§ **SHORT TASK**:
Reproduce all of the data exactly.

§ **MATERIALS PROVIDED**:
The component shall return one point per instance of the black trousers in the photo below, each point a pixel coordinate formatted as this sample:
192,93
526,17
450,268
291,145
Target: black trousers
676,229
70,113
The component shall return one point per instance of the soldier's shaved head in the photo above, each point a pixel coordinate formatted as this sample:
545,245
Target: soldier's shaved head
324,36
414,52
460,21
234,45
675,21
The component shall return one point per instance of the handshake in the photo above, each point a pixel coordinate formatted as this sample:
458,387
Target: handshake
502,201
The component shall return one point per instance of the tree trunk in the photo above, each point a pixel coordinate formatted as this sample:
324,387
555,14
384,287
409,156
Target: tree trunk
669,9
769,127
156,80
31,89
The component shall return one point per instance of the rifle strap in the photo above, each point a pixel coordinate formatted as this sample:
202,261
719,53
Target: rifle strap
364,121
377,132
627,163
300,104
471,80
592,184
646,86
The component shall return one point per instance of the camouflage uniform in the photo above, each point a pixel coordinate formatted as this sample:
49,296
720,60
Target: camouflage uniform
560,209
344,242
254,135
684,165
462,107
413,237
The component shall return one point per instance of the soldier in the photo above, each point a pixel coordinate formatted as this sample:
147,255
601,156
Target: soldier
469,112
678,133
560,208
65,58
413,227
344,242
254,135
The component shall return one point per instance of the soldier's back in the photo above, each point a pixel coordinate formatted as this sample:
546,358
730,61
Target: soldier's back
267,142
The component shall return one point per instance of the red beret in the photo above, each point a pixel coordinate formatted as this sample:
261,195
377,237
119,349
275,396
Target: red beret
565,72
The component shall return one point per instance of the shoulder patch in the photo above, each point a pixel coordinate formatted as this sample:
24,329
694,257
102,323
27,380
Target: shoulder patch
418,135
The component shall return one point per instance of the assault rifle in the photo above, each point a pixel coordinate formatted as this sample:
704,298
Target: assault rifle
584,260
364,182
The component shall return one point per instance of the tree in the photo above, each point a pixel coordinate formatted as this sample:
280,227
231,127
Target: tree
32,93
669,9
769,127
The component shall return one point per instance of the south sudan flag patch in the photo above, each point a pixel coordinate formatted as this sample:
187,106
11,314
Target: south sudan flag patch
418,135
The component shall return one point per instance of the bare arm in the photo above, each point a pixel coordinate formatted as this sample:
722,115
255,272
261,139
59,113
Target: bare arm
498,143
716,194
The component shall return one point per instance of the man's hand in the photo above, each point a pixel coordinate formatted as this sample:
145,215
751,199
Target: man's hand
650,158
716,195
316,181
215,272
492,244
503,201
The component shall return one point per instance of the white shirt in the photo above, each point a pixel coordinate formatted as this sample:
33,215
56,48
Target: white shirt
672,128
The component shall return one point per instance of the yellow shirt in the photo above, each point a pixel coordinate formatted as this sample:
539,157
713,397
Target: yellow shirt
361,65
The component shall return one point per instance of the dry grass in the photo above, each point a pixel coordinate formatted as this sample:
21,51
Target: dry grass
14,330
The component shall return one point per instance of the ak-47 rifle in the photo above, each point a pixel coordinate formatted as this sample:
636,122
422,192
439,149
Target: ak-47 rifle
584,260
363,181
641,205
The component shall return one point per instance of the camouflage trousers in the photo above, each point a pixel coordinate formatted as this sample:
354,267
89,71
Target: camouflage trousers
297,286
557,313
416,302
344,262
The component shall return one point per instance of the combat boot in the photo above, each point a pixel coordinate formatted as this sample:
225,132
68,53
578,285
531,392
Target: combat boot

§ **EXERCISE RESPONSE**:
The component shall return one point per instance of the black trousers in the photo below, each point a pixel coordinate formatted as this sample:
192,93
526,17
450,268
291,145
Target: black trousers
676,229
70,113
The component shall return one point per instance of the soldier's shaved head in the photo above, each point a pixel coordinate formatted as this sample:
545,245
Target: soldier's shaved head
324,36
414,52
460,21
234,45
675,21
The component shall return one point per instance of the handshake in the photo above, each point a pixel coordinate formatted as this sample:
458,387
Target: handshake
502,201
The component shall return one point per instance of the tree trunk in the photo above, each point a pixel coordinate formatted as this sample:
324,387
555,14
384,287
409,156
Target: tree trunk
669,9
769,127
156,80
31,89
The component shall return one point per instance of the rifle strap in the photo above, each point a pixel coordinate formatted as this sample:
202,261
719,53
Target: rifle strap
364,121
377,132
627,163
300,104
471,80
592,184
646,86
The component shall return one point per instance of the camouflage uniform in the photo above, each point a pixel coordinate formatted as this sample:
49,296
720,60
Target: camouflage uniform
560,209
344,242
254,135
684,165
462,107
413,237
The component shall return one point per instance of the soldier in the photo above, each point a pixel coordinate formatted as this sample:
147,255
601,156
Target: soldier
469,112
678,133
560,208
65,58
413,227
344,242
254,135
The component shall return one point per instance of the soldier's back in the photo above, each point a pixel coordinate formatted as this sample:
546,358
730,61
Target: soldier's back
267,142
The component shall return one point per instance of the red beret in the photo above, each point a pixel coordinate formatted as this sample:
261,195
377,237
119,349
275,396
Target: red beret
565,72
The component shall return one point per instance of the shoulder patch in the photo above, each point a pixel coordinate formatted as this sample:
24,329
694,257
102,323
27,380
Target: shoulder patch
418,135
The component shall return one point per instance of the assault rifle in the photo above, each point a pixel coordinate formatted as this sample:
704,298
Target: assault rifle
584,260
364,182
The component shall return one point per instance of the tree in the photo above, each point a pixel coordinate formatted as this sample:
280,227
231,127
Target: tree
32,93
669,9
769,127
The component shall return one point per instance of the south sudan flag patch in the photo above, each point a pixel coordinate formatted as this sample:
187,106
11,314
Target: south sudan flag patch
418,135
The component shall return one point per instance of the bare arm in the photo above, each point a pixel coordinate formatted as this sample:
722,115
255,272
261,139
59,113
Target: bare arm
498,143
716,194
The component shall return one point per instance of the man's hand in the photo above, each point a pixel coordinate formatted as this sample:
145,215
751,199
Target: man's hand
650,158
716,195
316,181
215,272
492,244
503,201
The component shall return one point per instance of the white shirt in the photo above, each point a pixel coordinate formatted as this sample:
33,215
56,48
Target: white shirt
672,128
The component shall return one point per instance of the yellow shirt in the photo above, each point a pixel coordinate formatted as this sample:
539,157
713,397
Target: yellow shirt
361,65
The component shall return one point per instance of the dry grass in the photo above, each point a pixel coordinate formatted as this sample:
21,51
Target: dry grass
14,330
The component shall return one point per instance of the ak-47 rifle in the photo above, each point a pixel coordinate formatted as this sample:
636,122
422,192
439,149
Target: ak-47 rifle
584,260
363,181
641,205
The component shall return one point per instance of the camouflage trousers in the photo above, each point a pixel coordinate formatted as this sample:
354,267
89,71
Target: camouflage trousers
297,286
557,313
416,302
344,262
The component shall return one point per instance of the combat boot in the photo above, each point a pixel coordinate formatted as this sample:
225,132
68,53
578,285
531,392
Target: combat boot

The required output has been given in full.